| Selected passage |
Why I'm Ripping NVIDIA Out of My Proxmox Host
I have spent more evenings than I'd like to admit keeping an NVIDIA GPU alive on a Proxmox host. Not doing anything clever with it. Just keeping the driver building across kernel updates.
It works, I have LXC passthrough and can play with AI rather well.
This week I finally accepted that the problem isn't my setup, isn't a bug I can wait out, and isn't something a better script can fix. It's structural. So the RTX 3070 is coming out, and an AMD card is going in.
If you run NVIDIA on a Proxmox host and share it into LXC containers, you have probably already met this wall, or you're about to. Here's the whole story, with the evidence, so you can decide before you sink another weekend into it.
The setup
My host pxe runs Proxmox VE 9.1 (Debian 13 / Trixie underneath). One RTX 3070 lives on the host. The NVIDIA kernel modules stay on the host only; unprivileged LXC containers get the GPU by binding the /dev/nvidia* device nodes. Jellyfin transcodes through it, and I've run the usual local-AI bits and pieces against it (Ollama, a bit of CUDA tinkering).

| Supplied entries |
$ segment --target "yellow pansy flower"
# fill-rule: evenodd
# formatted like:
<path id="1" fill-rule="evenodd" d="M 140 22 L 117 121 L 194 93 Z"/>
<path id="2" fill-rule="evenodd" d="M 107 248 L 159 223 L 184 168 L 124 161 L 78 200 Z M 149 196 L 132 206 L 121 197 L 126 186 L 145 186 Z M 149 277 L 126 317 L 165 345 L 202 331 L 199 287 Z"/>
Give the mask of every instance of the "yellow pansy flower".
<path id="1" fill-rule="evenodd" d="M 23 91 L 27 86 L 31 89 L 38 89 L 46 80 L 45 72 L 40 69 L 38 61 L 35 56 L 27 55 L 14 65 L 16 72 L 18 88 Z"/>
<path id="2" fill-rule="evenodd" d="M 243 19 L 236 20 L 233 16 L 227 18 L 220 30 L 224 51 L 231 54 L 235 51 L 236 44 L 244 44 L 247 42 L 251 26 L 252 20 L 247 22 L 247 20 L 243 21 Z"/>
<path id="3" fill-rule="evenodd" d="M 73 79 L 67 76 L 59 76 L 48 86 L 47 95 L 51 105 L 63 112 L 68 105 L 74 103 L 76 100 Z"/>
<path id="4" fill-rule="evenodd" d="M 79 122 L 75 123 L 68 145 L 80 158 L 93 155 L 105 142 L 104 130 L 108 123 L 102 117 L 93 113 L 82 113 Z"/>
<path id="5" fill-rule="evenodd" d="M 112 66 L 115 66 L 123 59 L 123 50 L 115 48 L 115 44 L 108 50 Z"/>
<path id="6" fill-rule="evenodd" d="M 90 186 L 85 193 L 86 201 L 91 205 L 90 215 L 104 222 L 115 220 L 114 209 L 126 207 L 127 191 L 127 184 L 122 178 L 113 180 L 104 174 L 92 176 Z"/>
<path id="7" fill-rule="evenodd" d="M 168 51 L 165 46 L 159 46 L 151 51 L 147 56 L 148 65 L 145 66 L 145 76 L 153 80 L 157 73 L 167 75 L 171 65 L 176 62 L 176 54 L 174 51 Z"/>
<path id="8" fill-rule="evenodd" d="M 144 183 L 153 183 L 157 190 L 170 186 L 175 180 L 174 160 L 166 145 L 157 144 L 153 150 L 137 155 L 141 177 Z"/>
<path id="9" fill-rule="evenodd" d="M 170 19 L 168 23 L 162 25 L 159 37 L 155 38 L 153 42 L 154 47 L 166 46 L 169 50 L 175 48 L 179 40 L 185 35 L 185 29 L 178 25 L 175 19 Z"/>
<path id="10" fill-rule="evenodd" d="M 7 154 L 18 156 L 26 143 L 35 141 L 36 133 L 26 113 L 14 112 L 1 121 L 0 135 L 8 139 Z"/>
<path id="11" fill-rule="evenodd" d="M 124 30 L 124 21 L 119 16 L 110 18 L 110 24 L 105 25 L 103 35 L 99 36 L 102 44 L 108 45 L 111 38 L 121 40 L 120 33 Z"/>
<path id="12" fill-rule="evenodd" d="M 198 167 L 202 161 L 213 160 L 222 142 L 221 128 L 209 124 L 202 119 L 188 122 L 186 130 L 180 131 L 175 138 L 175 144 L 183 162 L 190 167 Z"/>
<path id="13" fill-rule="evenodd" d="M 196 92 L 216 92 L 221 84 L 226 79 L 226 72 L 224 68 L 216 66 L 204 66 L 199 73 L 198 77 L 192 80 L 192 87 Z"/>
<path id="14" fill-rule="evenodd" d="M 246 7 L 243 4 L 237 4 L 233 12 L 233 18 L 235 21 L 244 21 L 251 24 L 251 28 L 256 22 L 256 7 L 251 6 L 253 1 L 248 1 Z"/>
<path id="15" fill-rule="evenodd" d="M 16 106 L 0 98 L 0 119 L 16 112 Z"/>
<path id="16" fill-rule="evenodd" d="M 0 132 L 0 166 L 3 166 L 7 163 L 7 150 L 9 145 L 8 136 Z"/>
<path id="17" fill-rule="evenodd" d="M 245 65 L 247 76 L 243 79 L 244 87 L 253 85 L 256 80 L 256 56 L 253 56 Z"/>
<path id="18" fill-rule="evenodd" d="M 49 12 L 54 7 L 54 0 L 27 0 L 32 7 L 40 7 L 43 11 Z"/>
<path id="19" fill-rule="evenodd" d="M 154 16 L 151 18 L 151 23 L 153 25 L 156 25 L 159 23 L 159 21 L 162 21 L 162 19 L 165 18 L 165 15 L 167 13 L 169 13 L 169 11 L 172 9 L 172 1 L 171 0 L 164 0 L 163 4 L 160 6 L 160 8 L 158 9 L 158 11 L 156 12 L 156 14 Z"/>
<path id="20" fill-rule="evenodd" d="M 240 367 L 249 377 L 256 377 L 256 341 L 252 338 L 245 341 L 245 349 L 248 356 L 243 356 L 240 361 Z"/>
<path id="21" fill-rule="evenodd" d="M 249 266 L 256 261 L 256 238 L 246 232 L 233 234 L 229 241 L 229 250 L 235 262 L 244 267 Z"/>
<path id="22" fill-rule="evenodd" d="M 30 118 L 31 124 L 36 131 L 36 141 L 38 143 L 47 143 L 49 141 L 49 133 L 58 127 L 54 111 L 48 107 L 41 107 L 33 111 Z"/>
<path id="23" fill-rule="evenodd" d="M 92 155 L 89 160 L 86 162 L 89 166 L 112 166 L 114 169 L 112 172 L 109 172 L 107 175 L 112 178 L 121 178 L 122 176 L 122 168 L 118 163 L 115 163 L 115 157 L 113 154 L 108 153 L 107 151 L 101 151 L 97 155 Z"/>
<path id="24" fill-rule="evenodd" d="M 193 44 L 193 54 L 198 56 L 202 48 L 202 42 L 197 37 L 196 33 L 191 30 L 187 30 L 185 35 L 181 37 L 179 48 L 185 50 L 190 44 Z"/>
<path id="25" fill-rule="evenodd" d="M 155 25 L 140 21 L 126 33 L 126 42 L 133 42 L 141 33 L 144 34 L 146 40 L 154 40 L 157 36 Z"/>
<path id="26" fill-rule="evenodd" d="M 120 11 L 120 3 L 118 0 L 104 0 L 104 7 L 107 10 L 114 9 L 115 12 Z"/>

| Directions |
A - Edit the Proxmox post from "This week I" through "is going in.", putting "Intel card" in place of "AMD card".
B - Answer these about the Proxmox post:
(i) Which Proxmox VE version runs on the host?
(ii) Which graphics card is being taken out?
(iii) What media server transcodes through the GPU?
C - Translate this sentence from the Proxmox post into Spanish: "This week I finally accepted that the problem isn't my setup, isn't a bug I can wait out, and isn't something a better script can fix."

| Outputs by task |
A -
This week I finally accepted that the problem isn't my setup, isn't a bug I can wait out, and isn't something a better script can fix. It's structural. So the RTX 3070 is coming out, and an Intel card is going in.

B -
(i) Proxmox VE 9.1
(ii) The RTX 3070
(iii) Jellyfin

C - Esta semana por fin acepté que el problema no es mi configuración, no es un error que pueda esperar a que se resuelva, y no es algo que un script mejor pueda arreglar.